◆ **Texte fourni**
I. Feuilles de calcul ou simulations ?▲
Une question se soulève naturellement : que se passe-t-il pour l'équilibrage d'un jeu ? Est-il possible d'appliquer ces techniques aux délicats problèmes d'équilibrage que l'on trouve dans beaucoup de types de jeux, comme les jeux de stratégie, les jeux de rôle, y compris en ligne ?
La réponse est positive, évidemment, mais avec quelques mises en garde. En particulier, les feuilles de calcul se révèlent fort limitées, parce que, dans la plupart des cas non triviaux, elles ne peuvent représenter précisément le jeu. Ce défaut d'expressivité rend difficile leur utilisation à des fins d'équilibrage robuste avec des techniques d'optimisation ; les problèmes réalistes d'équilibrage présent dans la très grande majorité des jeux seront très en dehors du champ de modélisation d'une feuille de calcul. La seule simulation d'un jeu est souvent déjà trop complexe : elle possède un très grand nombre d'éléments dynamiques et se déroule en temps réel, ce qui ajoute des obstacles à toute simulation discrète.
Ainsi, pour utiliser ces techniques d'équilibrage dans le cadre de MMORPG comme WildStar ou de jeux de stratégie comme Planetary Annihilation, il faudrait les intégrer dans la simulation du jeu elle-même, sans quoi elles seraient imprécises et inutiles.
Aussi, certains aspects de l'équilibrage ne peuvent pas être automatisés : comme indiqué dès le premier article, il n'est pas possible de modéliser le ressenti face à un jeu.
Par conséquent, le mieux que l'on peut faire est de montrer un exemple simple pour illustrer l'approche globale à ce genre de problèmes, la manière de mettre en forme ce type de problème et de les optimiser à l'aide d'Excel. Dans le cas relativement simple d'un combat, le solveur peut effectuer un très bon travail d'équilibrage des différentes classes de personnages. Cette structure de base peut alors servir comme architecture de ce type de problème d'optimisation dans des cas plus généraux, bien intégrés aux mécanismes de jeu.
Cela étant dit, cet article est écrit dans l'espoir de traverser ces limitations, pour voir jusqu'où un exemple peut mener.
II. Équilibrage : mot indéfini▲
Il n'existe pas de définition unique et largement acceptée du mot « équilibrage ». Il possède un grand nombre de significations : le vrai sens dépend du contexte du jeu en question. Selon les conditions, cet « équilibrage » peut faire référence à la détermination des caractéristiques des différentes classes de personnages pour que leurs capacités soient équivalentes dans un jeu de rôle ou d'action en équipe, mais aussi à la compensation des forces qui s'opposent dans un jeu de stratégie ou encore à l'ajustage des coûts des unités ou ressources afin de les lier à leur utilité, entre autres.
La meilleure définition de l'équilibrage dépend souvent des objectifs de la conception du jeu en question. Puisque ces objectifs ne peuvent pas être restreints a priori, il n'est pas possible de déterminer à l'avance ce que l'équilibrage peut être pour des jeux en général, en dehors d'un genre particulier.

◆ **Consignes à suivre**
**a)** Dites si chacune des affirmations ci-dessous concorde avec le texte fourni, en répondant par oui ou par non et en citant mot pour mot les termes qui tranchent.
(i) Les feuilles de calcul peuvent représenter précisément le jeu dans la plupart des cas non triviaux.
(ii) Il n'est pas possible de modéliser le ressenti face à un jeu.
(iii) Il existe une définition unique et largement acceptée du mot « équilibrage ».
**b)** Recopiez à l'identique le passage du texte fourni qui commence par « La meilleure définition » et se poursuit jusqu'à « d'un genre particulier. ».

◆ **Extrait des données**
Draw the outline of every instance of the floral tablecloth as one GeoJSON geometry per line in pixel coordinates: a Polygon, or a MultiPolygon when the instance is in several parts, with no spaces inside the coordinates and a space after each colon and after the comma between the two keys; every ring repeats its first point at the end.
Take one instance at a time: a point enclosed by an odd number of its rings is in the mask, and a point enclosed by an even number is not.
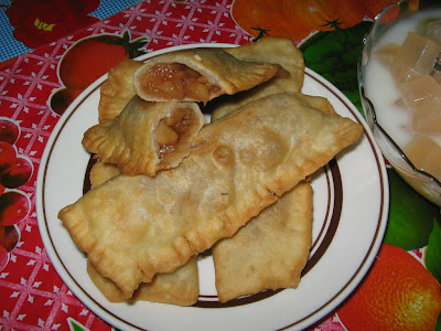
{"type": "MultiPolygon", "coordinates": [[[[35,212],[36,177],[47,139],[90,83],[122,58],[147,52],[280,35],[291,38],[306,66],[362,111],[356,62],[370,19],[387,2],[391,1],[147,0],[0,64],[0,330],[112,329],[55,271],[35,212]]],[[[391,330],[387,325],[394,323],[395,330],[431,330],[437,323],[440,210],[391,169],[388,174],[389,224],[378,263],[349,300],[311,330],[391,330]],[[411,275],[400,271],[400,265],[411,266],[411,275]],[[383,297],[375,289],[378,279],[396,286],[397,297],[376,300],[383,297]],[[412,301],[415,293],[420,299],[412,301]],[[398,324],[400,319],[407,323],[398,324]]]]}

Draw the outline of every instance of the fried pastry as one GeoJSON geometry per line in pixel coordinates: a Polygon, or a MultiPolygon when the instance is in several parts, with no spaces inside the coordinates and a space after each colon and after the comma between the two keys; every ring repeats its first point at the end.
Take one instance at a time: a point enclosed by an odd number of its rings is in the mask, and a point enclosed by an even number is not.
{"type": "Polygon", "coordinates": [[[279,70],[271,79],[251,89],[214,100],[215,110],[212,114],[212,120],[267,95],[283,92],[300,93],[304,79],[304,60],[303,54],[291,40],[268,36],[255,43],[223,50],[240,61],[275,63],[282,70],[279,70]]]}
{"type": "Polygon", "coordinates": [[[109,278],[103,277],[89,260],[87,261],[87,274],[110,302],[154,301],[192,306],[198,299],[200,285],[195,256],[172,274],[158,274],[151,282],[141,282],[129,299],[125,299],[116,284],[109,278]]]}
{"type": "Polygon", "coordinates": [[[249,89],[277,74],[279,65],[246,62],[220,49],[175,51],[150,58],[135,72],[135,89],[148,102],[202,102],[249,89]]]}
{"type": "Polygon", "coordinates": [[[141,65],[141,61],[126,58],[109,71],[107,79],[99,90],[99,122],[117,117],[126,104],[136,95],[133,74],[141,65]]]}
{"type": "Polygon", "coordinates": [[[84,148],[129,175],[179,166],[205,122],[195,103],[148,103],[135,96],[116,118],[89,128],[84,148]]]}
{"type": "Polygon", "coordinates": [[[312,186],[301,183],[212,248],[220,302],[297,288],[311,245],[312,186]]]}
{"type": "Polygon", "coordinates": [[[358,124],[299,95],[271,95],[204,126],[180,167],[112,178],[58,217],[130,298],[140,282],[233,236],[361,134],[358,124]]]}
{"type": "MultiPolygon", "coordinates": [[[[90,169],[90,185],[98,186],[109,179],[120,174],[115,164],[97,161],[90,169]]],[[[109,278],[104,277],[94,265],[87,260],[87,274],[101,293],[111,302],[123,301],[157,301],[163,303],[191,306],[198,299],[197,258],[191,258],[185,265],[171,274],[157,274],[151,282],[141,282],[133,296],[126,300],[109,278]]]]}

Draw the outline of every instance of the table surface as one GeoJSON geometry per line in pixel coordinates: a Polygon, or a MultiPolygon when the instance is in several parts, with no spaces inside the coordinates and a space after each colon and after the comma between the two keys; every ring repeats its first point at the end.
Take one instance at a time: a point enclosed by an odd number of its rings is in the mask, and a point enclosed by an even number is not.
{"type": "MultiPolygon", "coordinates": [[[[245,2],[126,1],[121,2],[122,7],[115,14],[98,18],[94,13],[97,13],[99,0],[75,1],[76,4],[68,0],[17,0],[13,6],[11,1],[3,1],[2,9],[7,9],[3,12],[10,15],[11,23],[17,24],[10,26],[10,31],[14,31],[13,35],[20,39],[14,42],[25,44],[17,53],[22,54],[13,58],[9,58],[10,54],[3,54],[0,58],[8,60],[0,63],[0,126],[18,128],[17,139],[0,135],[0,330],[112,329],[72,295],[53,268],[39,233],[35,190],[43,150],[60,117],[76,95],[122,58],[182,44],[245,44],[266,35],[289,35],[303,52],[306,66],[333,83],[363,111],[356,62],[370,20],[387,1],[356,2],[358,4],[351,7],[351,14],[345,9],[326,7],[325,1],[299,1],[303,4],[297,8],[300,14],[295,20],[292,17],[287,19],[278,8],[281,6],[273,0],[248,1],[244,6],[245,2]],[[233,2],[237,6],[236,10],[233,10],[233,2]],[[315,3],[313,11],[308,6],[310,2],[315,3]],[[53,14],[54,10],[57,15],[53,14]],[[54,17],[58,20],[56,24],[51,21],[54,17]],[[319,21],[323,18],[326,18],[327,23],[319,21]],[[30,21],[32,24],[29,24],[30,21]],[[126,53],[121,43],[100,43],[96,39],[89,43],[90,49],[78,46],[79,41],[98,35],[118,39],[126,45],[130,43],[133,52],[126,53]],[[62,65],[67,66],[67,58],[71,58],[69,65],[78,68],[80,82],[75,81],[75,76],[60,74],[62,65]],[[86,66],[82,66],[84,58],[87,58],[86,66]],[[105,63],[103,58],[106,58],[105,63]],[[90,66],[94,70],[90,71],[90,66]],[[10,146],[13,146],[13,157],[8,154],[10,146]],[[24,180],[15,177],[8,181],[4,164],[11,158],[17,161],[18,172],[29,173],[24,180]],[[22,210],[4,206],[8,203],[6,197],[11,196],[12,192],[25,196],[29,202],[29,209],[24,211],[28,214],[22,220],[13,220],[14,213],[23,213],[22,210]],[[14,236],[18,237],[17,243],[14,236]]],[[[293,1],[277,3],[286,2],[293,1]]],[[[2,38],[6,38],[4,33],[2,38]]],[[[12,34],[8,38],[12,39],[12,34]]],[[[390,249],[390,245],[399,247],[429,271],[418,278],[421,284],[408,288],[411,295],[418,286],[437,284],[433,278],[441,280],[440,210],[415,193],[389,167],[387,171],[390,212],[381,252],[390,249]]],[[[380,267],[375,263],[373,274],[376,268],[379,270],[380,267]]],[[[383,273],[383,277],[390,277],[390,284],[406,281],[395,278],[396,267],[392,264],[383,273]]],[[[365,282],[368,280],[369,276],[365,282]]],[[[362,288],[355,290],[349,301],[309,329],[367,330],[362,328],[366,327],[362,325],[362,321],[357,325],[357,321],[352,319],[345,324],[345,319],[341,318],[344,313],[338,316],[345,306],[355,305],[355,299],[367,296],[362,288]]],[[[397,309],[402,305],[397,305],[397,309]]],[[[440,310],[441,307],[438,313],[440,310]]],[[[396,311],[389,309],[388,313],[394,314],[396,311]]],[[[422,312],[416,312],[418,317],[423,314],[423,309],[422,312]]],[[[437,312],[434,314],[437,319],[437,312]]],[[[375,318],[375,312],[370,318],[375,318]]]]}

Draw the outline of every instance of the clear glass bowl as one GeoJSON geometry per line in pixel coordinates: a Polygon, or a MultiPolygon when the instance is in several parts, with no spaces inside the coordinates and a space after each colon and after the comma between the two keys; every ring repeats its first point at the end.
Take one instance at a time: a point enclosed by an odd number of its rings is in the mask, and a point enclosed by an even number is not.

◆ **Réponses par consigne**
**a)**
(i) Non : « dans la plupart des cas non triviaux, elles ne peuvent représenter précisément le jeu »
(ii) Oui : « il n'est pas possible de modéliser le ressenti face à un jeu »
(iii) Non : « Il n'existe pas de définition unique et largement acceptée du mot « équilibrage ». »

**b)**
La meilleure définition de l'équilibrage dépend souvent des objectifs de la conception du jeu en question. Puisque ces objectifs ne peuvent pas être restreints a priori, il n'est pas possible de déterminer à l'avance ce que l'équilibrage peut être pour des jeux en général, en dehors d'un genre particulier.